:: Records provided ::

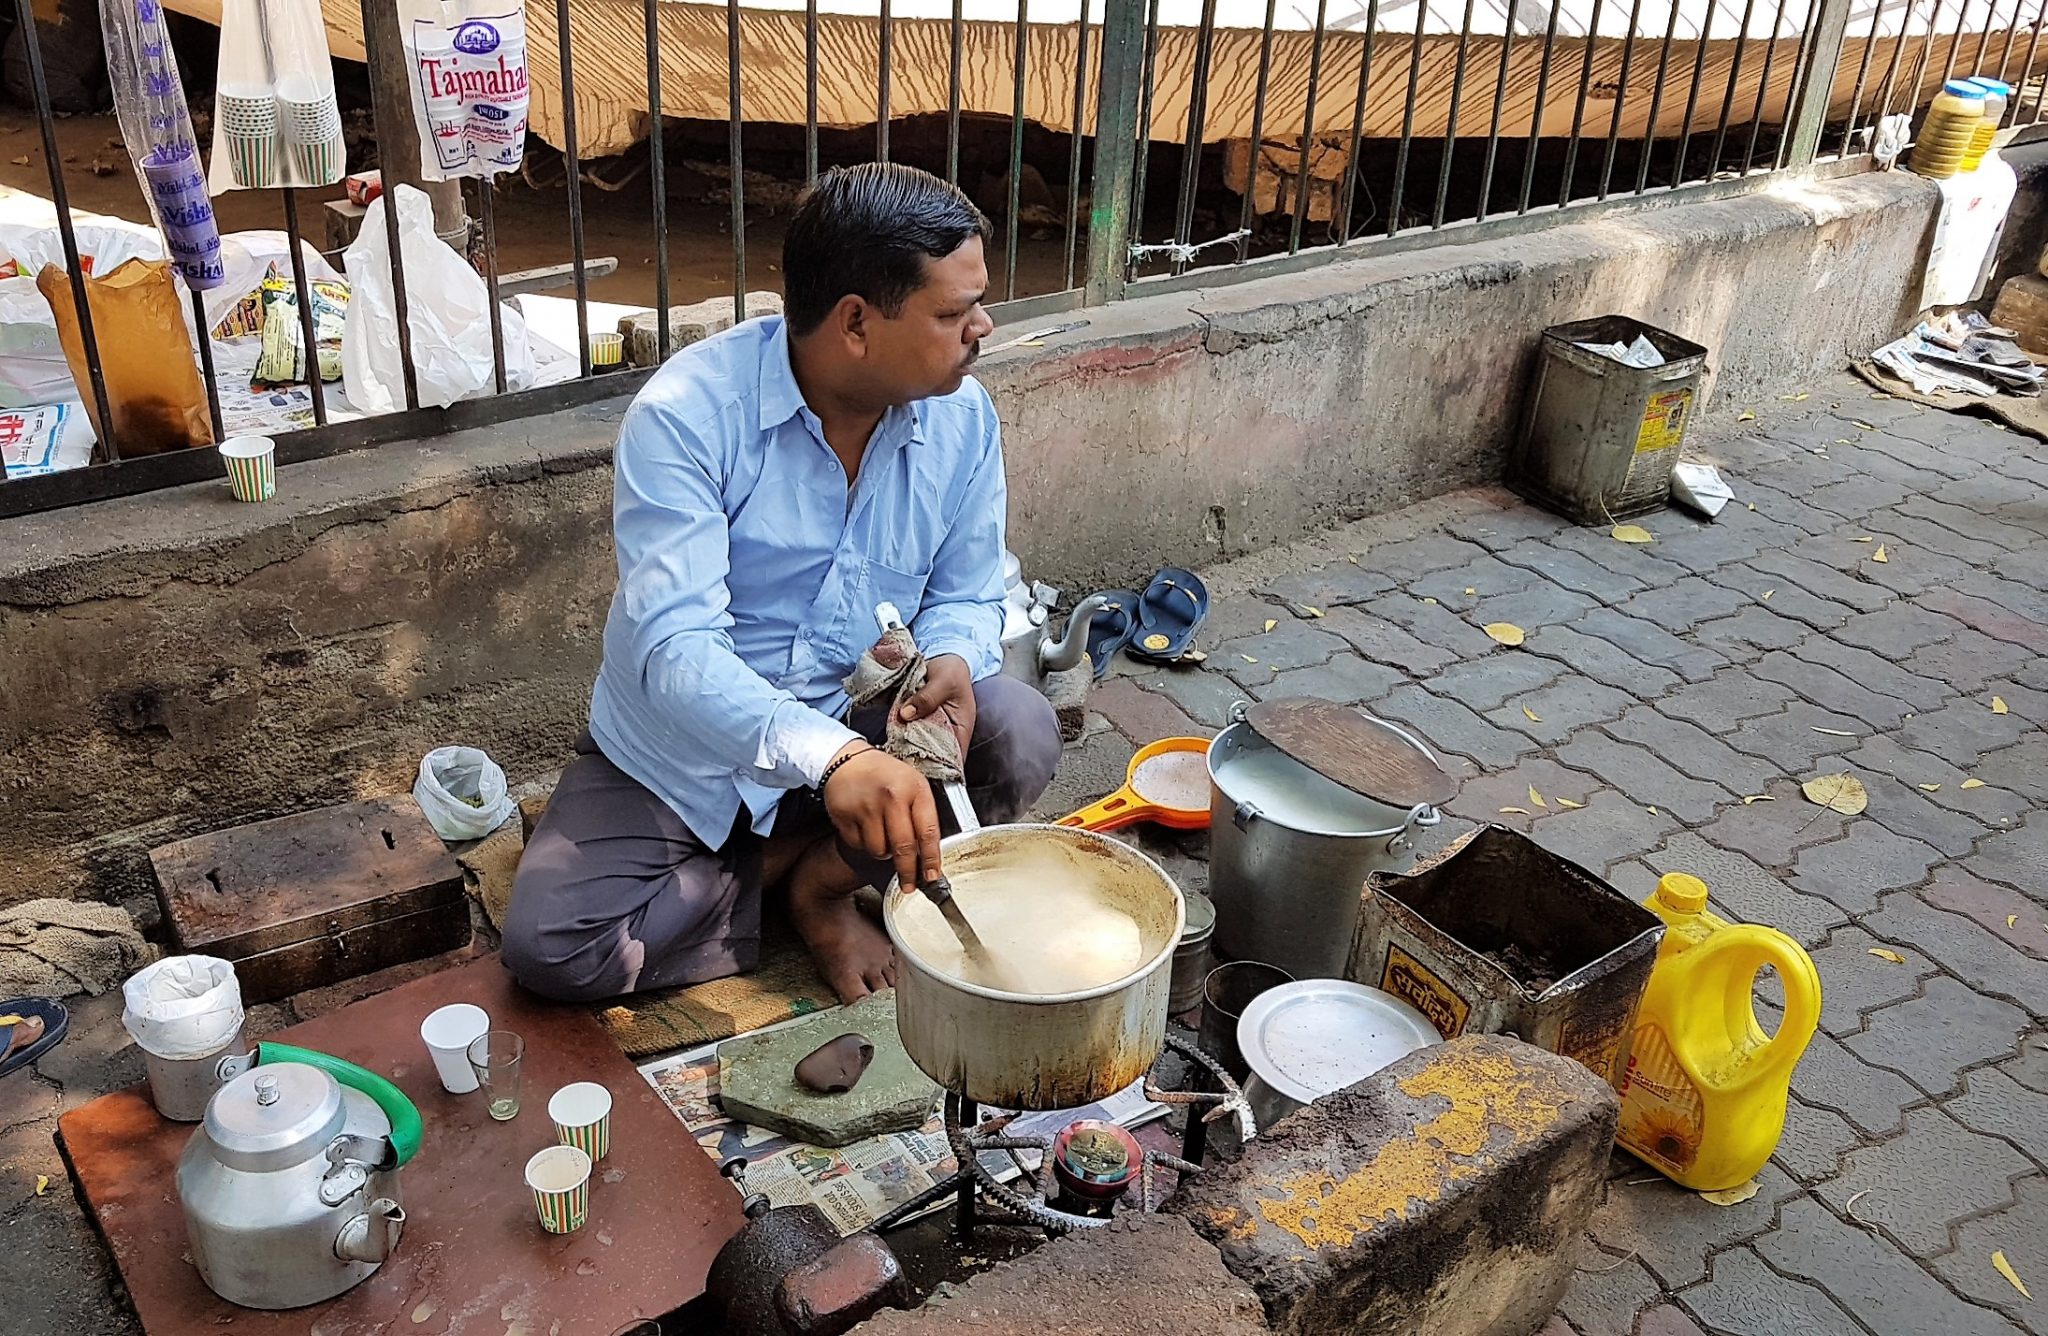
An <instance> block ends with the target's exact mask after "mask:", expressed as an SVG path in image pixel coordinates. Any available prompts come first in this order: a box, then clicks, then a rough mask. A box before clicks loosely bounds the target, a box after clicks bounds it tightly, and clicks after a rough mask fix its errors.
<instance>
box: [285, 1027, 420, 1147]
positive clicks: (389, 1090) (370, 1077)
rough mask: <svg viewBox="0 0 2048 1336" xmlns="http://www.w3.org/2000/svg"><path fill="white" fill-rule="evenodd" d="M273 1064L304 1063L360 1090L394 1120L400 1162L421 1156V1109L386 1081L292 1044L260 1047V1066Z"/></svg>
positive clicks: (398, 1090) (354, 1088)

:: Written task ::
Please rewrite these records with every "rough mask" swapped for "coarse mask" and everything else unchanged, leaving the pictures out.

:: Response ::
An <instance> block ends with the target's exact mask after "mask:", expressed as an SVG path in image pixel coordinates. Any available prompts come first in this order: a box, then clicks, then a coarse mask. A box before clicks loosely bounds the target, a box after clicks bounds it tightly, and clicks after a coarse mask fix its errors.
<instance>
box: [285, 1027, 420, 1147]
positive clicks: (389, 1090) (370, 1077)
coarse mask: <svg viewBox="0 0 2048 1336" xmlns="http://www.w3.org/2000/svg"><path fill="white" fill-rule="evenodd" d="M273 1064L304 1063L360 1090L394 1120L400 1162L421 1156V1109L386 1081L292 1044L260 1047V1066Z"/></svg>
positive clicks: (398, 1090) (354, 1088)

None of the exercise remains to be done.